[Lines of data]
»»
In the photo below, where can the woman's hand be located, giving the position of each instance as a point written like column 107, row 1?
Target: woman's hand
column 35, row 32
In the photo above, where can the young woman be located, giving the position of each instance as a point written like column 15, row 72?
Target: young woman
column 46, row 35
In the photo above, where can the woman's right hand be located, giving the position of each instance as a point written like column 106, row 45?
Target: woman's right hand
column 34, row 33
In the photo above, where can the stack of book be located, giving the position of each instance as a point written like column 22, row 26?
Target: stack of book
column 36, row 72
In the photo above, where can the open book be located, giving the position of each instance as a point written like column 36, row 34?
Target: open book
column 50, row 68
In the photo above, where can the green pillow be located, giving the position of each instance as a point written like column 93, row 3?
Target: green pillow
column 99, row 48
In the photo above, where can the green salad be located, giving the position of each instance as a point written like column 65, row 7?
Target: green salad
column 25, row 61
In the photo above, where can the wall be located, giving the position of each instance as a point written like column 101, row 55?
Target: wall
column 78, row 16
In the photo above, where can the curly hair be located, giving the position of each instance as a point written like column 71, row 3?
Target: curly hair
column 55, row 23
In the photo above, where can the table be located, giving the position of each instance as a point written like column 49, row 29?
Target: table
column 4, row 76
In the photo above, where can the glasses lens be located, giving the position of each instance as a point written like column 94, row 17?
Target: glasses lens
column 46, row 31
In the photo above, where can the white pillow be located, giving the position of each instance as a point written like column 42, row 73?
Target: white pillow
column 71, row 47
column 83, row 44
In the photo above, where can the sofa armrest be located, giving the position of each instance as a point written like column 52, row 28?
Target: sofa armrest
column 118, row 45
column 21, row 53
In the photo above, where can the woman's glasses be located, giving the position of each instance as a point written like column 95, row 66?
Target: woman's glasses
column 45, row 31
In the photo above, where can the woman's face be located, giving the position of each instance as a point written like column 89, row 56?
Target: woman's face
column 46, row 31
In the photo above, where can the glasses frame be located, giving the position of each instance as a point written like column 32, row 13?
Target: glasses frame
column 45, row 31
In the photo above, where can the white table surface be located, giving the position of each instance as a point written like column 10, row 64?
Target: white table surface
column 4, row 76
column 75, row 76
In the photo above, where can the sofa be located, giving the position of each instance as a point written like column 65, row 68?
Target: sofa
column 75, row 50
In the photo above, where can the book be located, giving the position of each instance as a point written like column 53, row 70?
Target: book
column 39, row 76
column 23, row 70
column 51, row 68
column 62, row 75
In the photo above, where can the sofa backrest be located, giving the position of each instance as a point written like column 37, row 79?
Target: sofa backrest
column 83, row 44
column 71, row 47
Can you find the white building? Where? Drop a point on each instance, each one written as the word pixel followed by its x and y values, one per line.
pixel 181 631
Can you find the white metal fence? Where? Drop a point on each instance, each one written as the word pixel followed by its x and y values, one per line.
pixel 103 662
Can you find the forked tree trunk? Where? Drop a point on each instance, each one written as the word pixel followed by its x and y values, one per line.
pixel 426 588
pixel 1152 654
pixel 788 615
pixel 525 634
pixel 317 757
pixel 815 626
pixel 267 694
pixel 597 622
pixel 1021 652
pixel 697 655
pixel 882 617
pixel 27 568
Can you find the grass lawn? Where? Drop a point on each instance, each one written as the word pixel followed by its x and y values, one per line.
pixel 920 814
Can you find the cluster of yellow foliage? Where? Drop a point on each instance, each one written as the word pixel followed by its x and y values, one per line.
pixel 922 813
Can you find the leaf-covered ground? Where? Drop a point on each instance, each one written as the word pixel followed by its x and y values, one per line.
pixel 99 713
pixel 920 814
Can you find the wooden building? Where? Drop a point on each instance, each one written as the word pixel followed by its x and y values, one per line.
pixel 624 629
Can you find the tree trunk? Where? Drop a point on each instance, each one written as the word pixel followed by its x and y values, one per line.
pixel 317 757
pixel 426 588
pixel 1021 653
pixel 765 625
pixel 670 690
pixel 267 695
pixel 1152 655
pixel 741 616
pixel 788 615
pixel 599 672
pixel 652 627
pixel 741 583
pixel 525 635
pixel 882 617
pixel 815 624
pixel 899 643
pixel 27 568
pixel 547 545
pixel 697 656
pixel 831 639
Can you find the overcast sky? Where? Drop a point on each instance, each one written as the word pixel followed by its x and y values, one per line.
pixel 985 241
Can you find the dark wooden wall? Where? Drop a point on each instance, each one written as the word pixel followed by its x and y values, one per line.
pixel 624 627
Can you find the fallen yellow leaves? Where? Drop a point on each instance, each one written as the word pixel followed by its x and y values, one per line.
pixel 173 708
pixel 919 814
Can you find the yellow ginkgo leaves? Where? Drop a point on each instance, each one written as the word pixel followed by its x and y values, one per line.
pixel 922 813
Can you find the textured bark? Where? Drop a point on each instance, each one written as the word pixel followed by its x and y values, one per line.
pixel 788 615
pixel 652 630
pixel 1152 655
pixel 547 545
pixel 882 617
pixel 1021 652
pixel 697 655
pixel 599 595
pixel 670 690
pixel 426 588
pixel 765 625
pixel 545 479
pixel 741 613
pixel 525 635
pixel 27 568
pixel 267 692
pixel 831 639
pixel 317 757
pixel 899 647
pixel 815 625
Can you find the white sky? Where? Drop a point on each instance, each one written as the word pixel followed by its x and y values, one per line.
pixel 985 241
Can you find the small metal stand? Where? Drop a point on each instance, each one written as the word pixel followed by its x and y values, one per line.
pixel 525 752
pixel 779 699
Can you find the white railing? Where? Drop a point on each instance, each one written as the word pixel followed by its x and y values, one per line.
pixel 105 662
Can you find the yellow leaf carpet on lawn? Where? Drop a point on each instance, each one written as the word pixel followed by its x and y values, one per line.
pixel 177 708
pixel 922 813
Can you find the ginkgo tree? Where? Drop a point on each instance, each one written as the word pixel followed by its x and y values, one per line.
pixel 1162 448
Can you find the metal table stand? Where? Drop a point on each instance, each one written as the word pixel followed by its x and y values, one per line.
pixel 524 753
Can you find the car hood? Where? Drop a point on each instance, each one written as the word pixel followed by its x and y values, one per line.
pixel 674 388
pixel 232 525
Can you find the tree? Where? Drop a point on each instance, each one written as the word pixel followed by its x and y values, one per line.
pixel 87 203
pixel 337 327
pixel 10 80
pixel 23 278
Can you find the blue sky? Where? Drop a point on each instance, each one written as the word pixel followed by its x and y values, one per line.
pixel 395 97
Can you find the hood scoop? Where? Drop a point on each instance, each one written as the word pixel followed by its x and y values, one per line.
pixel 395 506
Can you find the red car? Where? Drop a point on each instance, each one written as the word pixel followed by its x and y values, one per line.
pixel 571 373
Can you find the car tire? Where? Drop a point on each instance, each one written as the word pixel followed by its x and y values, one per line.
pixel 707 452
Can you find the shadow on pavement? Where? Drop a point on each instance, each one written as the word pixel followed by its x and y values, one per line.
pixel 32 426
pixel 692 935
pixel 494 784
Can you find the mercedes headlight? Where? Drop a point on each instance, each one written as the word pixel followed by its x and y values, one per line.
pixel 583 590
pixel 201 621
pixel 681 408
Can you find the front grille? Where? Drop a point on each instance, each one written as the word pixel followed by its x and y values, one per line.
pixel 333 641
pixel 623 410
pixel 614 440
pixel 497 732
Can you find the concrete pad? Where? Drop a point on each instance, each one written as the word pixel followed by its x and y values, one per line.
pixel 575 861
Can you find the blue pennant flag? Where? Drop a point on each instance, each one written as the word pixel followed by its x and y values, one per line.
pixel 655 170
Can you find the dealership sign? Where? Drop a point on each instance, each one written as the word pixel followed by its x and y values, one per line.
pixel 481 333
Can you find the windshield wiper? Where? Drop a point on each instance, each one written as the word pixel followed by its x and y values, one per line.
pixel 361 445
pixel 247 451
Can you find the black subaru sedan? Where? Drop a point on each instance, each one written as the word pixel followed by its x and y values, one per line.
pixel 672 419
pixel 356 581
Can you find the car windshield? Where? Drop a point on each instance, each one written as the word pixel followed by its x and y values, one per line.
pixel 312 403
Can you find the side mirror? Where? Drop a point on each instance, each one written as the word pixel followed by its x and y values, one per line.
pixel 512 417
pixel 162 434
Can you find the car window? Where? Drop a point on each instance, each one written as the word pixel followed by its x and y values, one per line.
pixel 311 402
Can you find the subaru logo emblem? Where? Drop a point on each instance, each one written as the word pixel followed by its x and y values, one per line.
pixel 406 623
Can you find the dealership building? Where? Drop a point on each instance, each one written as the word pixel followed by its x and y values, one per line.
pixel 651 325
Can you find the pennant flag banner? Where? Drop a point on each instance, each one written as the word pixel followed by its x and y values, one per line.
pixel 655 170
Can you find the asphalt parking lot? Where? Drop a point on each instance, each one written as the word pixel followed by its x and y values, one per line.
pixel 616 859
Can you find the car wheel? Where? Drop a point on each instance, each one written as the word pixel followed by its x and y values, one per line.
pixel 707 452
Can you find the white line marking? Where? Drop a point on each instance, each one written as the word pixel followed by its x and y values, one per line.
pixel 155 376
««
▶ Exercise task
Render the lines of data above as a JSON list of strings, one string per line and blank lines omitted, beginning at the line that contains "Can you find the red" and stopping after the line that contains "pixel 571 373".

▶ Result
[
  "Can you find the red car? Where? Drop a point on each instance, each one written as the word pixel followed by its x and y values, one per line.",
  "pixel 571 373"
]